Given exercise.
In the data below, copy out word for word the stretch from the line containing "find the lamp post in the photo above" through the line containing "Query: white building", with both of those lines included. Omit the pictures from your copy.
== Records shown ==
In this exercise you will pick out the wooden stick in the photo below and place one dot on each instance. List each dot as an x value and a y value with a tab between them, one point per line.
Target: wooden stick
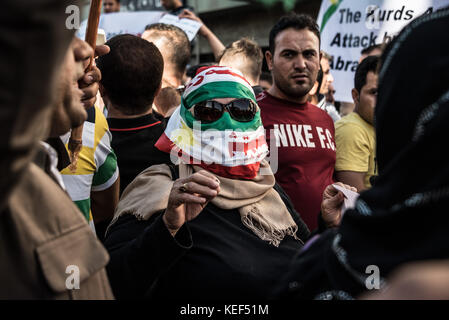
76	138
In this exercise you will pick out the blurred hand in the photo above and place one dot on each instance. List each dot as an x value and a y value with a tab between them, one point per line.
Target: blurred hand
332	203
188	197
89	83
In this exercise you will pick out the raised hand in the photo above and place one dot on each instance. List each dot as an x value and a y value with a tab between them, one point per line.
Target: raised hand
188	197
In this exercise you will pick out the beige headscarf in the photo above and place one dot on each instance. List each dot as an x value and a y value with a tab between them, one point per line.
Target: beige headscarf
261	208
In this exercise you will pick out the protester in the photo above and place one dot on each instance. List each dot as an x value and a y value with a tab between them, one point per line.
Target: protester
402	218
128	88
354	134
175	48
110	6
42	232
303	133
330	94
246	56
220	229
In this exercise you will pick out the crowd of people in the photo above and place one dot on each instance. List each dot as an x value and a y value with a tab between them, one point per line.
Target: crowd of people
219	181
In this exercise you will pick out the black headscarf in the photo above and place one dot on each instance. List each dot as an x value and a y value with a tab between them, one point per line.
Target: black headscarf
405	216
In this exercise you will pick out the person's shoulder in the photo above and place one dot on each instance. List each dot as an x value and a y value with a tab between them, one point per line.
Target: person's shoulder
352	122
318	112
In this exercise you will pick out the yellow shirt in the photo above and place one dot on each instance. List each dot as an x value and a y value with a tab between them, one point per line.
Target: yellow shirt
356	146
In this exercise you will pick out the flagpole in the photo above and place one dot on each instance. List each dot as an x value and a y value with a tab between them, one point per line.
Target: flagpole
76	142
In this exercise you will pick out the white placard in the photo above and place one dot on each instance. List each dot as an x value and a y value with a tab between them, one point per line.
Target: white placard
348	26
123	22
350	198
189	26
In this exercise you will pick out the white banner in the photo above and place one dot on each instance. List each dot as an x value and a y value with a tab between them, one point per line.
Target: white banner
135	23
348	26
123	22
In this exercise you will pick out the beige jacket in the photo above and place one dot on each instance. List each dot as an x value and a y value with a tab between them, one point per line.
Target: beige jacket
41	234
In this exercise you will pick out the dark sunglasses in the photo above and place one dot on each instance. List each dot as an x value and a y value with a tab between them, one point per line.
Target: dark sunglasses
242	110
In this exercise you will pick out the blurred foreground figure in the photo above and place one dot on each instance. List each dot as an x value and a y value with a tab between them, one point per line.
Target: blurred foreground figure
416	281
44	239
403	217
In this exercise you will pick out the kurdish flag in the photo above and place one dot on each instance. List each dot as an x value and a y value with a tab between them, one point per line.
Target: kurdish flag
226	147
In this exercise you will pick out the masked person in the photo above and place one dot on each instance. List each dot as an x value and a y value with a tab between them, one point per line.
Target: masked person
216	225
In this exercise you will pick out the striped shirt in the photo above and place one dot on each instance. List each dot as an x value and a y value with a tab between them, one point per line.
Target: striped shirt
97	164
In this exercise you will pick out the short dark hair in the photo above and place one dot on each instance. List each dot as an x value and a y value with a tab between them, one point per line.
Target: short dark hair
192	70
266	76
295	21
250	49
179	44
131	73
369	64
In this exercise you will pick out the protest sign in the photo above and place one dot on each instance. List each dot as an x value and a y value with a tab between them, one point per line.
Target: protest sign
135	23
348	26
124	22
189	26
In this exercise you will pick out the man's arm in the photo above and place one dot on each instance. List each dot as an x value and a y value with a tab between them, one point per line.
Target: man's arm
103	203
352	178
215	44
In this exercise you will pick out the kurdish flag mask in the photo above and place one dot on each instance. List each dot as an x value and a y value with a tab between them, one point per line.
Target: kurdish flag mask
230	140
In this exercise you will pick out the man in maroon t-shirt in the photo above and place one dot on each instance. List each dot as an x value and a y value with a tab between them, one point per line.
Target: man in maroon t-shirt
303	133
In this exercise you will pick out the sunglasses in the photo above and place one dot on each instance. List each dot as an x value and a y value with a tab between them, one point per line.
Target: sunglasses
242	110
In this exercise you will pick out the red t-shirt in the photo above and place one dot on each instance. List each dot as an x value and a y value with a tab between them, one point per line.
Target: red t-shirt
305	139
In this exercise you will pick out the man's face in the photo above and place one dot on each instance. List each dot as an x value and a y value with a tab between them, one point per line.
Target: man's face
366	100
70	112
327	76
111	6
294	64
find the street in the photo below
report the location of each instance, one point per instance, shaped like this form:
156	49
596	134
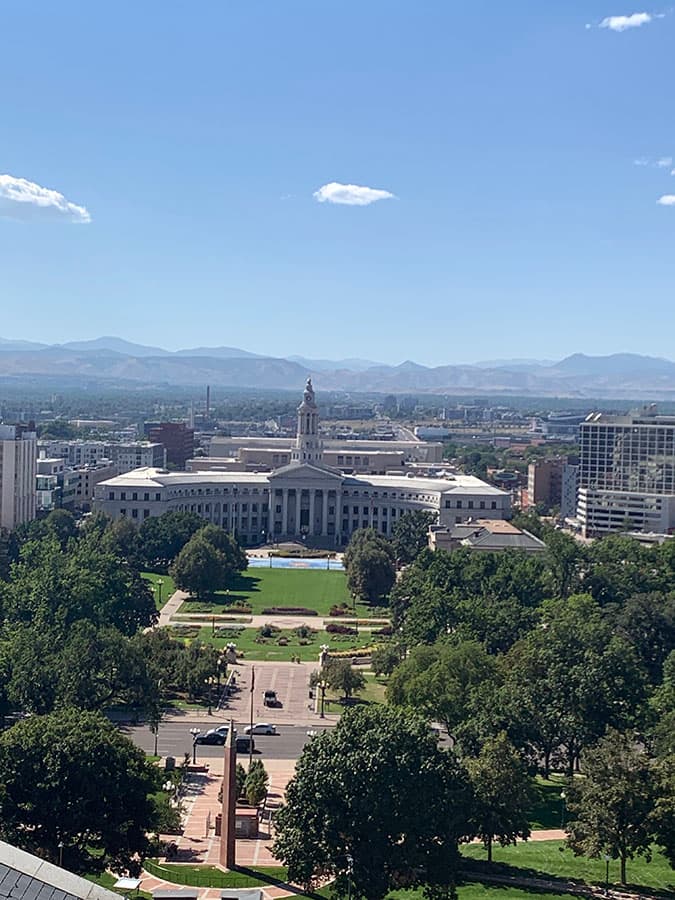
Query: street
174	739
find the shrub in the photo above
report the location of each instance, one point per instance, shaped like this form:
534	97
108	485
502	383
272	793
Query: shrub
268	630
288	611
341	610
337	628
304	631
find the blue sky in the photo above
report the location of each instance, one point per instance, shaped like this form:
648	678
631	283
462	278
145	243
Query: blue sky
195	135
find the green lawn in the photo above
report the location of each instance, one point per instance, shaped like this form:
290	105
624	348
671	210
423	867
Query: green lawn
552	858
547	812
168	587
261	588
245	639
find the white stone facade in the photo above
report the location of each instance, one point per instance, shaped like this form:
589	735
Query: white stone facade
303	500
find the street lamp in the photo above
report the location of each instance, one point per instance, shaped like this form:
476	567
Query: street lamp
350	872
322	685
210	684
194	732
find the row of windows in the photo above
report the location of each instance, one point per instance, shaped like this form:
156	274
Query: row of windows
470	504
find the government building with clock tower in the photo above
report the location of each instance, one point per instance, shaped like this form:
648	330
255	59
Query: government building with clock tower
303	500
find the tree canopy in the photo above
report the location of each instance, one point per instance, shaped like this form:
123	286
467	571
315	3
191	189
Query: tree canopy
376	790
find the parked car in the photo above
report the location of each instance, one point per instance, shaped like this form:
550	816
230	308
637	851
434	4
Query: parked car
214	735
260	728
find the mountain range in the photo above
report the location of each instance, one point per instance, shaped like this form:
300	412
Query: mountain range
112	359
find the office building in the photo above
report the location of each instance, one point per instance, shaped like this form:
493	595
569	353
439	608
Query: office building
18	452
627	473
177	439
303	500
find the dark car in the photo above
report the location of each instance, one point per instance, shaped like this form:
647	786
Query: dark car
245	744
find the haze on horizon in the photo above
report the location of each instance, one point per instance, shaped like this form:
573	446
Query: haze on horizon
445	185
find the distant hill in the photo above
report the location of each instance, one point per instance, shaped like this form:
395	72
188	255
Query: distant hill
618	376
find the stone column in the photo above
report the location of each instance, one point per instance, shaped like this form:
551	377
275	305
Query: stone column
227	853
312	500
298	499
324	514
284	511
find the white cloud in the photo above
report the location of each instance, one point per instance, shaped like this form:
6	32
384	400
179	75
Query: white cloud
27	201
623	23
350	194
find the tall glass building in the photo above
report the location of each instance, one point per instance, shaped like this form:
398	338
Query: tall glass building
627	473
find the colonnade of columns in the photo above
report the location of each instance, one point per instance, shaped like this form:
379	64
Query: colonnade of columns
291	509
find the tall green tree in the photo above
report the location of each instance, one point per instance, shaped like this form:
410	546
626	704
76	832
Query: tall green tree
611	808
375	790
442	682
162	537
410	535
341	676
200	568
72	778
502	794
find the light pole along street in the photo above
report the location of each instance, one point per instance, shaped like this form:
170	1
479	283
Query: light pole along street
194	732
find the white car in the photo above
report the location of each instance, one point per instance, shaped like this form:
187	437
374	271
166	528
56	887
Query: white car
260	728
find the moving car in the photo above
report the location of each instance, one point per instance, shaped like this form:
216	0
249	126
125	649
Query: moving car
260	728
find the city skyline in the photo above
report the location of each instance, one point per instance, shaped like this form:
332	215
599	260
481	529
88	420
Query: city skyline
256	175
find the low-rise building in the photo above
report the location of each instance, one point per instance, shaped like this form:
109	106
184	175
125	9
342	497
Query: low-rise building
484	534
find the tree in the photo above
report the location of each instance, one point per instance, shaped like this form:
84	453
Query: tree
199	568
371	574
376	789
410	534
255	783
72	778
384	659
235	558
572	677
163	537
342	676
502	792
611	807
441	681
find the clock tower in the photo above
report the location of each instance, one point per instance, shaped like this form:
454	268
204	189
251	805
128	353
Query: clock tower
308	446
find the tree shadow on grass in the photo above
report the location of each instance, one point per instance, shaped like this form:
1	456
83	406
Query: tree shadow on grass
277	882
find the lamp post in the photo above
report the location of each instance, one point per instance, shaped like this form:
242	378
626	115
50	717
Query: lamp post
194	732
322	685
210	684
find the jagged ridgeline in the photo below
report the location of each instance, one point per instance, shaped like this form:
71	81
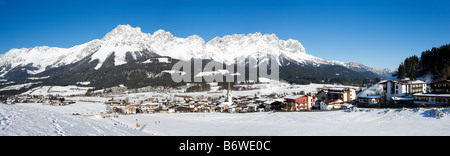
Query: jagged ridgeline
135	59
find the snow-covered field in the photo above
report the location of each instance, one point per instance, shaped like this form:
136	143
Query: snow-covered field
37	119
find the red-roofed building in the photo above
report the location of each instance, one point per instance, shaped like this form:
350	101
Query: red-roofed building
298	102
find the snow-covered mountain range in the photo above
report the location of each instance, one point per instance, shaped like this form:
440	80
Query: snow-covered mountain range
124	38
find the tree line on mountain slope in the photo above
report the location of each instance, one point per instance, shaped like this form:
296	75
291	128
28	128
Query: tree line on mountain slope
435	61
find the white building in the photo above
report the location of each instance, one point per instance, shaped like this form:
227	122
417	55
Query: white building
===
== Records shown ==
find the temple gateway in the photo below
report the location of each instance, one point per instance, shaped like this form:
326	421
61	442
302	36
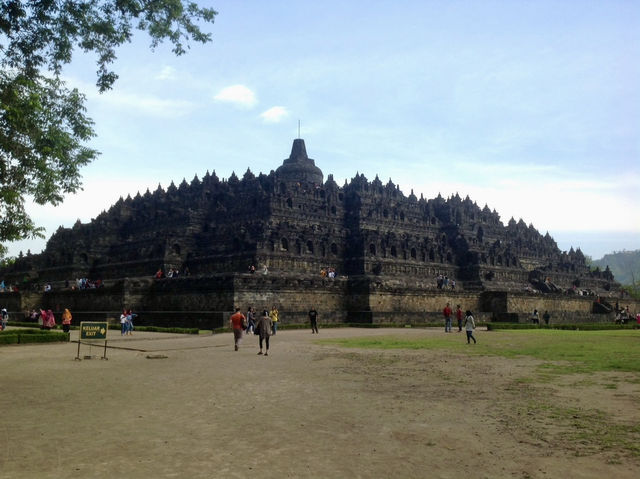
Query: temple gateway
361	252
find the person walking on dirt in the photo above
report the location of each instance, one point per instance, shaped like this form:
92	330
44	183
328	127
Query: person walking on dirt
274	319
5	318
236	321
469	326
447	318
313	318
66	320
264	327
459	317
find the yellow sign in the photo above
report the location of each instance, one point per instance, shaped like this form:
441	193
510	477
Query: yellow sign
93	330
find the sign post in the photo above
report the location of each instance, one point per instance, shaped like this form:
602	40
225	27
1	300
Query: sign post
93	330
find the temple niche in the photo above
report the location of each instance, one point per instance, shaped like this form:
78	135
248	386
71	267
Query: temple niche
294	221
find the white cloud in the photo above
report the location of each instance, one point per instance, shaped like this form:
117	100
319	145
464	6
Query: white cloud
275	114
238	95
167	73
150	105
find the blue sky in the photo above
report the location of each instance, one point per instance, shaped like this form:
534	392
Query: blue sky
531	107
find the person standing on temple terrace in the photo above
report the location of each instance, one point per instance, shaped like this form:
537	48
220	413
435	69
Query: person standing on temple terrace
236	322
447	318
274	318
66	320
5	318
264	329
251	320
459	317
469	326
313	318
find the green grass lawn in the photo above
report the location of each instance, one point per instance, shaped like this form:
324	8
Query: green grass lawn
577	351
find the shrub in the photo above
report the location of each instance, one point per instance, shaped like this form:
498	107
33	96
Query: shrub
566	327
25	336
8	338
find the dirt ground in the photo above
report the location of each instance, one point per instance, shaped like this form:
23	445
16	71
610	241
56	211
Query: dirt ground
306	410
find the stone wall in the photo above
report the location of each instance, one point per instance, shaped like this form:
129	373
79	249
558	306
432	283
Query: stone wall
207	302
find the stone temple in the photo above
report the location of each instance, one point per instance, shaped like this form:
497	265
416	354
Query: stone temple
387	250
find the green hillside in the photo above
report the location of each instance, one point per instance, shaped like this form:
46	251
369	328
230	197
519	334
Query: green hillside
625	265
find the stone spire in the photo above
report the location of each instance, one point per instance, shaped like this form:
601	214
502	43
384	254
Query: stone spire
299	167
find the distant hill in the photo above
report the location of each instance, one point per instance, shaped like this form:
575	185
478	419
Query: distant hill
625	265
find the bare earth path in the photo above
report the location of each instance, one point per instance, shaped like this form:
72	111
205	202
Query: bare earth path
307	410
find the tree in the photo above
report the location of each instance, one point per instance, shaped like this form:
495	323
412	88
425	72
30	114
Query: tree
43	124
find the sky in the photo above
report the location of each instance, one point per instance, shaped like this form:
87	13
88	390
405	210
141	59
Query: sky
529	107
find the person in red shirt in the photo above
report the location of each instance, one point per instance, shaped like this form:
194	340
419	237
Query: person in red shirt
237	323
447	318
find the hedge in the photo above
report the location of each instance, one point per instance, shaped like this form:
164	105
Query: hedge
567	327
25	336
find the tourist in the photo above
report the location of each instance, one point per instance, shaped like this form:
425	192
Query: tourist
===
Correct answer.
find the lamp post in the photo above
report the location of each instance, one point per instance, shaped like this form:
242	378
626	115
50	717
Query: lamp post
194	732
322	685
210	684
find the jagged ridgeline in the photo below
report the location of each instance, one point per instance, shaped like this form:
71	81
Query: jagged ridgeline
135	59
find the snow-covered field in the photo above
report the location of each instance, one point per instance, shaped like this form:
136	143
Query: snow-covered field
37	119
find the red-roofed building in the photo above
report the location of each instance, one point per instance, shaped like this form:
350	101
Query: red-roofed building
298	102
find the snow-covered mountain range in the photo above
report the location of each instance, one point per instance, shaped like this form:
440	80
Query: snow-covered mountain range
124	38
find the tree line on mountain slope in the photo above
report the location of each instance, one point per instance, shaped like this form:
296	75
291	128
28	128
Query: tree line on mountain slope
435	61
find the white building in the photo above
report the location of each instance, one point per instance, shaped like this form:
227	122
417	55
Query: white building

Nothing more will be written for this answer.